# start of Supplied records
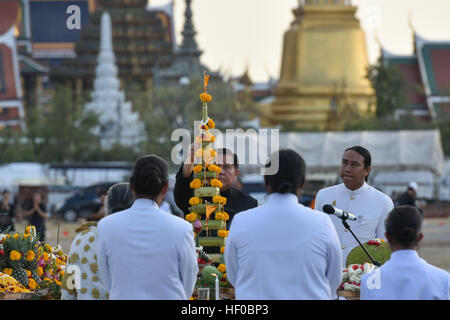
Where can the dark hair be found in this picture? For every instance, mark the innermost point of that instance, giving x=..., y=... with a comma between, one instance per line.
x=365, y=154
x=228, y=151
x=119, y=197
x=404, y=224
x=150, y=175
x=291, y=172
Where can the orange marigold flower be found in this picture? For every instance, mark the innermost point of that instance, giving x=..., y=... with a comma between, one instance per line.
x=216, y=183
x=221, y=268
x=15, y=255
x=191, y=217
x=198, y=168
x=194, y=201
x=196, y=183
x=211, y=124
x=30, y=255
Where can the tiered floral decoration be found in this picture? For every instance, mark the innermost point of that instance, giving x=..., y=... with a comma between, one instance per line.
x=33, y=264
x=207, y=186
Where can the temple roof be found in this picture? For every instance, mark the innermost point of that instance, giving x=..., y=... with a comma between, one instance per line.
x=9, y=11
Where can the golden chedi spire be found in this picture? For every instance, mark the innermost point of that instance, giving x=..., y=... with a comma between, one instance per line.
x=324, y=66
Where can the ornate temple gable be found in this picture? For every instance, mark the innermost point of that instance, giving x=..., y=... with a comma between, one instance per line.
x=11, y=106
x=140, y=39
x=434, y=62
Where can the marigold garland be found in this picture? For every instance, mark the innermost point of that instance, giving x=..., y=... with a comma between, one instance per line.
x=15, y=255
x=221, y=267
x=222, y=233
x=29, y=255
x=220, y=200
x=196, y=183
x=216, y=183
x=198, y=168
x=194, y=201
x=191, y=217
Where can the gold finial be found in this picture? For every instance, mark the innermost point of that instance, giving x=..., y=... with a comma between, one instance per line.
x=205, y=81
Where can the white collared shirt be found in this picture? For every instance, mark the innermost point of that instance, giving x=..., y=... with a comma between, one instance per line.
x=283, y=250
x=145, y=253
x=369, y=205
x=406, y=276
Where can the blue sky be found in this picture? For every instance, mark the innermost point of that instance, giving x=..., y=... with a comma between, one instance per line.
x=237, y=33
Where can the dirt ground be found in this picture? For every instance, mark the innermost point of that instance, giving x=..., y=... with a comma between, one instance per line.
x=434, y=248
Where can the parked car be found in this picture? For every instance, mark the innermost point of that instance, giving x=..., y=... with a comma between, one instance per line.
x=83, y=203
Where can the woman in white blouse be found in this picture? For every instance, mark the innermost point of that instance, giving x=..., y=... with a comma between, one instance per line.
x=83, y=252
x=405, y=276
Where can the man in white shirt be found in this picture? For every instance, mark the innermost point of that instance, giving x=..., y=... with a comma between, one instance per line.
# end of Supplied records
# start of Supplied records
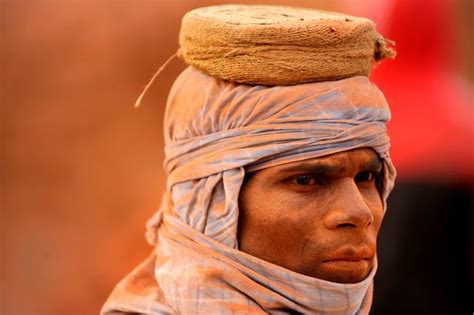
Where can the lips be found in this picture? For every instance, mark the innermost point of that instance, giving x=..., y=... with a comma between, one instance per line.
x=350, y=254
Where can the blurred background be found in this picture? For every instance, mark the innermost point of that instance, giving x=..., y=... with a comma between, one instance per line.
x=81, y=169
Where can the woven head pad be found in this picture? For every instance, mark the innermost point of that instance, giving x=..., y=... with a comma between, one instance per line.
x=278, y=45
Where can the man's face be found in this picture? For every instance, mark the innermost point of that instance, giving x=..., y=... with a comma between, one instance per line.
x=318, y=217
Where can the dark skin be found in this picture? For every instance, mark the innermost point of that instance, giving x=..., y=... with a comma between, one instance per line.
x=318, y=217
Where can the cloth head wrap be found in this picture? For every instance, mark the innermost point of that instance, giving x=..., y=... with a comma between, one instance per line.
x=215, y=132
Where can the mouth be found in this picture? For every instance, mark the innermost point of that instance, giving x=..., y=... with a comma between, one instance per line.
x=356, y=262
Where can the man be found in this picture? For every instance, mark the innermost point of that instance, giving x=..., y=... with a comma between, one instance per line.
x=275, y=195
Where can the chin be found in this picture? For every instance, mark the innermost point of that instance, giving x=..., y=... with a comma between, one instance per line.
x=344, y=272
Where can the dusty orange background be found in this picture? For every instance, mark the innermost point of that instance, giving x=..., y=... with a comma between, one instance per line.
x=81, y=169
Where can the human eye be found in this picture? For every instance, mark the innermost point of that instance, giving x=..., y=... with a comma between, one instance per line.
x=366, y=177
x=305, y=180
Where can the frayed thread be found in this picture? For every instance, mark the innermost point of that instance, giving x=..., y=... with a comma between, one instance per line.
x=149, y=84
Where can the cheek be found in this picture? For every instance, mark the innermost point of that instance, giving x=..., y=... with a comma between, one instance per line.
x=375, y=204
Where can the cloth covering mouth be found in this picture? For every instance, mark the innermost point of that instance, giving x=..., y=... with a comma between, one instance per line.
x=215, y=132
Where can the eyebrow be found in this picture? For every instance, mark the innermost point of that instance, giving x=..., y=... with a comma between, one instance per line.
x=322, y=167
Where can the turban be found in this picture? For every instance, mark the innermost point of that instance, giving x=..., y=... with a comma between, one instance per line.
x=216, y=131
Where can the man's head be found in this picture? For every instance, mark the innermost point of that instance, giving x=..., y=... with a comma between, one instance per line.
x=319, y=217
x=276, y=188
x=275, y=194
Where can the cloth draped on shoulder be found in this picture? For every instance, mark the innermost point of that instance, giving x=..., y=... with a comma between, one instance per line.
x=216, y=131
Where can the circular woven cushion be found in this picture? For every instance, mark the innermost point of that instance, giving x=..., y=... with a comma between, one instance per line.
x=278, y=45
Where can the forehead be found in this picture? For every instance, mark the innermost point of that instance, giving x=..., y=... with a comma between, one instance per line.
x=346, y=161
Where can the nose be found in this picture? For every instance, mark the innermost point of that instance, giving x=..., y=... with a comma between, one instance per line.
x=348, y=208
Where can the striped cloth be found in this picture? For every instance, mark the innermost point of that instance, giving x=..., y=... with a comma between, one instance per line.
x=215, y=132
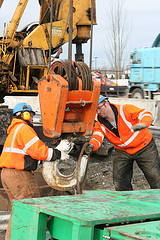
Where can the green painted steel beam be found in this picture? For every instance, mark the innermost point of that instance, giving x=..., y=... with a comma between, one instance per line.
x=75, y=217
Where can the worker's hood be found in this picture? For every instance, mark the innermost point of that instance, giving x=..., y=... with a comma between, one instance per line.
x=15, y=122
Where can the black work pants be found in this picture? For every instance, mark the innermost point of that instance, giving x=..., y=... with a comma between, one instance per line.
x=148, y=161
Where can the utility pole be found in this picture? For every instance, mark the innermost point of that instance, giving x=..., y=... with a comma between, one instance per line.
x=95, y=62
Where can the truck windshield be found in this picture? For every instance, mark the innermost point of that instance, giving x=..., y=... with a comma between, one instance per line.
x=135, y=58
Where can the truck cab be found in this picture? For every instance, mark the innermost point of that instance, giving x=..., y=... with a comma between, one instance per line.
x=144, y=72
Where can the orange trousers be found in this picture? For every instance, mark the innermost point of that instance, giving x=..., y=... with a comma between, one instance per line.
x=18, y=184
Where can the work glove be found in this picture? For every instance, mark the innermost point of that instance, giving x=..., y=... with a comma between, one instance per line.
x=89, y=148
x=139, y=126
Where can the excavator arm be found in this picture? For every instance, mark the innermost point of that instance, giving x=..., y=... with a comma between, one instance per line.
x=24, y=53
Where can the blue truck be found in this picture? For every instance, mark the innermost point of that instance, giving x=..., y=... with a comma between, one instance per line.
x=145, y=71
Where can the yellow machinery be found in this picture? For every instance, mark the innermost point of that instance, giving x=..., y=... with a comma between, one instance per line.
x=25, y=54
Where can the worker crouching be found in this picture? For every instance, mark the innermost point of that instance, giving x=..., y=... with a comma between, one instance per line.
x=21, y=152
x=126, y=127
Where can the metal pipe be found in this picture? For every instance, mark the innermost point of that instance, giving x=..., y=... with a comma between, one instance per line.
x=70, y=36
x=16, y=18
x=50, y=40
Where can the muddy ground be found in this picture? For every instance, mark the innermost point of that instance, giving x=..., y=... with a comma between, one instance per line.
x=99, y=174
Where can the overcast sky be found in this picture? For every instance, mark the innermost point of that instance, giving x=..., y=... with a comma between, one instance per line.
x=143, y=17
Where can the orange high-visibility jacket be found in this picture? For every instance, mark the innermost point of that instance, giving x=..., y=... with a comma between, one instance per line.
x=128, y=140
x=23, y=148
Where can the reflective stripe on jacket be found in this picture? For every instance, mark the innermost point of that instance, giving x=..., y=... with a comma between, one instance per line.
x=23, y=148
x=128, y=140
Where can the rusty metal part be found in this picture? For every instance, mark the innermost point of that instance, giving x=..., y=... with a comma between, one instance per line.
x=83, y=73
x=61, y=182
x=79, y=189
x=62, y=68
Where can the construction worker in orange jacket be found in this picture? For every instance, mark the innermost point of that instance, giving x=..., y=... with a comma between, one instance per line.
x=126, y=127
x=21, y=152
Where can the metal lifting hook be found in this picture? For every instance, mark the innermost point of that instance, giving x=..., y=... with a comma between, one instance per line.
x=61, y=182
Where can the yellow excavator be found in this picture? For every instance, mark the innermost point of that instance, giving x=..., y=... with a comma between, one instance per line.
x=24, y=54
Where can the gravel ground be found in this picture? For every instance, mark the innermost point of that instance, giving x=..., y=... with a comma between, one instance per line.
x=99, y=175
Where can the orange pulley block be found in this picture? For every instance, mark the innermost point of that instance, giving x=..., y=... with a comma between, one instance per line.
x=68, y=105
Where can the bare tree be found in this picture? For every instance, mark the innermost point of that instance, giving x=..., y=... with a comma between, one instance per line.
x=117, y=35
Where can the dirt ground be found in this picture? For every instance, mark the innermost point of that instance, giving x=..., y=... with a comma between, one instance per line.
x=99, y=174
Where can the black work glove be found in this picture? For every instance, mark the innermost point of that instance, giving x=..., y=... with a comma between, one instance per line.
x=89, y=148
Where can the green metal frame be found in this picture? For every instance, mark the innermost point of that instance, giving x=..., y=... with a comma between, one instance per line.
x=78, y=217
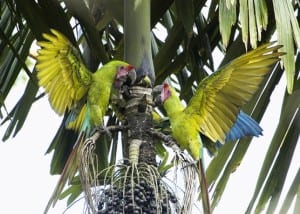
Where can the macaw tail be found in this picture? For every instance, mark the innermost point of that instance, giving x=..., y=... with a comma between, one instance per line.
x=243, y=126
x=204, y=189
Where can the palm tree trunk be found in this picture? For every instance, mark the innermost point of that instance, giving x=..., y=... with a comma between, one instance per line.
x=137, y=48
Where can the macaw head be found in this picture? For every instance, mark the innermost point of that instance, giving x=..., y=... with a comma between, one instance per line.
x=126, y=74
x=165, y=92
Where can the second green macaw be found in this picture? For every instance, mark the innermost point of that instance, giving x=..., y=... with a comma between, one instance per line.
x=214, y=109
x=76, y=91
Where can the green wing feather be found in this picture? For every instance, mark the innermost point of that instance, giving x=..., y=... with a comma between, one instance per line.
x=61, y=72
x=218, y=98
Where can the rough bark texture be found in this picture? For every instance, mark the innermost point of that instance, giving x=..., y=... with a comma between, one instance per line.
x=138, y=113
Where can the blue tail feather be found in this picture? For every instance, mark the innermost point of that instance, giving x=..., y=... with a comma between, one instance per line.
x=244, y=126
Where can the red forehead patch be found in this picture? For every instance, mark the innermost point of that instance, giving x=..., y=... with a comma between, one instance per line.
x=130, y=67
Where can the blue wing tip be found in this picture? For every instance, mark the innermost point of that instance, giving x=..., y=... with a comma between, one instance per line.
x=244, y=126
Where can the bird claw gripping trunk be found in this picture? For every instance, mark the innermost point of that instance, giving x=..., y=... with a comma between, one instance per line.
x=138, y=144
# end of Supplied records
# start of Supplied records
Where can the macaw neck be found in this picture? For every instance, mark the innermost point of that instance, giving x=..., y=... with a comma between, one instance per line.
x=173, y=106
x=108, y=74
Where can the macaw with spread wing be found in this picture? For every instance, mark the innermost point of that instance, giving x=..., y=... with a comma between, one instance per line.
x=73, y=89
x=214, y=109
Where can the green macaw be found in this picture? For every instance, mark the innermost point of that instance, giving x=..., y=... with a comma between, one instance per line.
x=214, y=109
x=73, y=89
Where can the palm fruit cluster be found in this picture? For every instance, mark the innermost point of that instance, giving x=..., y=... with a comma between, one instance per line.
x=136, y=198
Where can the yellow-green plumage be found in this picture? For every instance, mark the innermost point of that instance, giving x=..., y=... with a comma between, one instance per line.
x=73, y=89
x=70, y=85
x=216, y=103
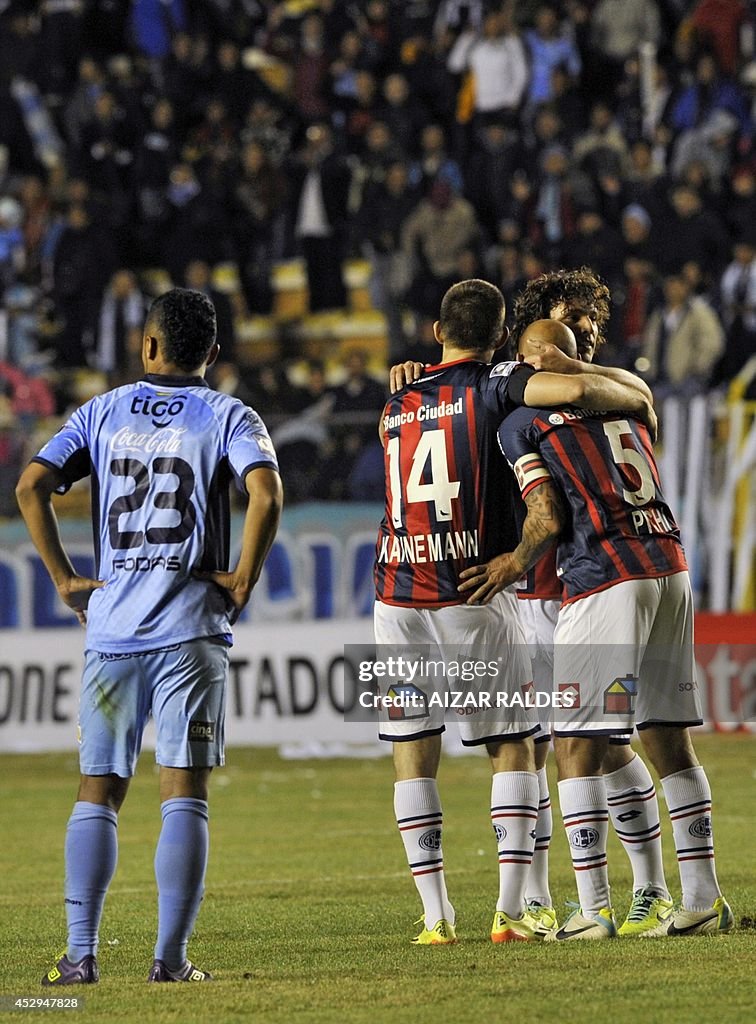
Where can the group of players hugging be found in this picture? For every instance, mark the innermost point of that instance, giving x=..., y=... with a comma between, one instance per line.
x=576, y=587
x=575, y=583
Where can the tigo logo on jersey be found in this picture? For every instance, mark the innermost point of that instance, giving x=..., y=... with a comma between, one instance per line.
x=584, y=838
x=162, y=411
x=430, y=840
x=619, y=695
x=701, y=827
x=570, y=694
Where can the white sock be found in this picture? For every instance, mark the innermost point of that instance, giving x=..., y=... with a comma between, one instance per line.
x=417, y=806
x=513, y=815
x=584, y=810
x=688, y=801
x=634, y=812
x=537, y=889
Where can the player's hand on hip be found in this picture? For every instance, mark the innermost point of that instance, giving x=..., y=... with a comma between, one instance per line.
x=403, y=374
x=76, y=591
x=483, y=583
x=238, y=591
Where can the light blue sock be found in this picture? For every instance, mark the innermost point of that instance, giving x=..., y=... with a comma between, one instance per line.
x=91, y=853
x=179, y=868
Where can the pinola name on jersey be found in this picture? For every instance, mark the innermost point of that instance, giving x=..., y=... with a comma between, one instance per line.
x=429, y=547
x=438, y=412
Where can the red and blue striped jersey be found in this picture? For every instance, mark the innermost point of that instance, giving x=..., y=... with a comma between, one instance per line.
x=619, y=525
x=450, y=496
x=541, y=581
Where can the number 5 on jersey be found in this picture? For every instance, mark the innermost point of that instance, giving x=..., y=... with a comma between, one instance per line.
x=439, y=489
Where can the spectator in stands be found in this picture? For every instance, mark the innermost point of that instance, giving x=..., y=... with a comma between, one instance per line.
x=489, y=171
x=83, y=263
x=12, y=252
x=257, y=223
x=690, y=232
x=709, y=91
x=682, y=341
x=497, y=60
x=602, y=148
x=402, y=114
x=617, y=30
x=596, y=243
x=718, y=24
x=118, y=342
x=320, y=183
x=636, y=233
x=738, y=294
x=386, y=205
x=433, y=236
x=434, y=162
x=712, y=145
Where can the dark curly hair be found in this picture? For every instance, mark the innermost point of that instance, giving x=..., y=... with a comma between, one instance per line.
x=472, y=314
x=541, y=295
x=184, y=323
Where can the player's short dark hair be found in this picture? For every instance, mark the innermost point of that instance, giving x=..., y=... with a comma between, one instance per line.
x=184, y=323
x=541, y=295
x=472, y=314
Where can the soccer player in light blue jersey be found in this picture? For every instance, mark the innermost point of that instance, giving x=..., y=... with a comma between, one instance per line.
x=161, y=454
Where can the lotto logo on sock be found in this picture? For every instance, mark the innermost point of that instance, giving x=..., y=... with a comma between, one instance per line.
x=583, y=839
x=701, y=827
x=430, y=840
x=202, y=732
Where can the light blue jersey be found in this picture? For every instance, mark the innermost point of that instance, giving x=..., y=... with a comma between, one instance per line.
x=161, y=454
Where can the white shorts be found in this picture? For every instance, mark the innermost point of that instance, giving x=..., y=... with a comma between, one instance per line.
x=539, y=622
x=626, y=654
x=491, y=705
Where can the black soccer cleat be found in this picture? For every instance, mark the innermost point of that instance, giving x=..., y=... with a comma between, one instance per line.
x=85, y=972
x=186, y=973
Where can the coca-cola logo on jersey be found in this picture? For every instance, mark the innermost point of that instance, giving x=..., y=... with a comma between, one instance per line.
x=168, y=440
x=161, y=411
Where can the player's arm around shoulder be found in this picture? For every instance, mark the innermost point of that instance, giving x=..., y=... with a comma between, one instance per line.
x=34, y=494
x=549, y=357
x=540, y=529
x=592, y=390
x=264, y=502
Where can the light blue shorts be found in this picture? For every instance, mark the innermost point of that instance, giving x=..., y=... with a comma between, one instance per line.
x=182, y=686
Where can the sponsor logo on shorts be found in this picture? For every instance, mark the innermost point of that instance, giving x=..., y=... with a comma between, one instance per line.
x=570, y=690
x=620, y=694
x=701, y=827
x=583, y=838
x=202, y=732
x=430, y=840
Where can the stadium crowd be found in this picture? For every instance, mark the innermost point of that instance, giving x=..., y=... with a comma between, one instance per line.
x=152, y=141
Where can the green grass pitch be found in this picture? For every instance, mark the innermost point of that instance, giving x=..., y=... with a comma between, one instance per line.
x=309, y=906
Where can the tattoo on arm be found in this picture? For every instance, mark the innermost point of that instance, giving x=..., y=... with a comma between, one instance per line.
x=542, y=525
# end of Supplied records
**The exercise**
Return the lines of the material between the line containing "Where can the dark hair" and the line containing "x=434, y=62", inclusive, unchanged.

**Result**
Where can the dark hair be found in this picture? For every instance, mark the innermost point of that instance, giving x=..., y=... with a comma between, one instance per line.
x=365, y=154
x=228, y=151
x=119, y=197
x=404, y=224
x=150, y=175
x=291, y=172
Where can the orange marigold flower be found in this picture? For every instance, mark the innermost point of that instance, giving x=..., y=... with a comma between, one instance per line.
x=216, y=183
x=221, y=268
x=15, y=255
x=191, y=217
x=198, y=168
x=194, y=201
x=196, y=183
x=211, y=124
x=30, y=255
Where can the tiered floral decoration be found in this picture? For every instance, mark the innermost point of that instance, giving x=..., y=... with a comma between, one instance per line.
x=33, y=264
x=207, y=186
Where can the temple roof be found in this picture? For every instance, mark the innermost point of that instance, giving x=..., y=... with a comma between, one instance per line.
x=9, y=11
Where can the golden chedi spire be found in this picture? For every instance, mark the innermost point of that instance, giving x=..., y=... with a comma between, one instance per line.
x=324, y=66
Where can the ornate temple gable be found in this picture? For every instance, mark the innermost point of that instance, giving x=..., y=... with a comma between, one instance per line.
x=11, y=106
x=140, y=39
x=434, y=62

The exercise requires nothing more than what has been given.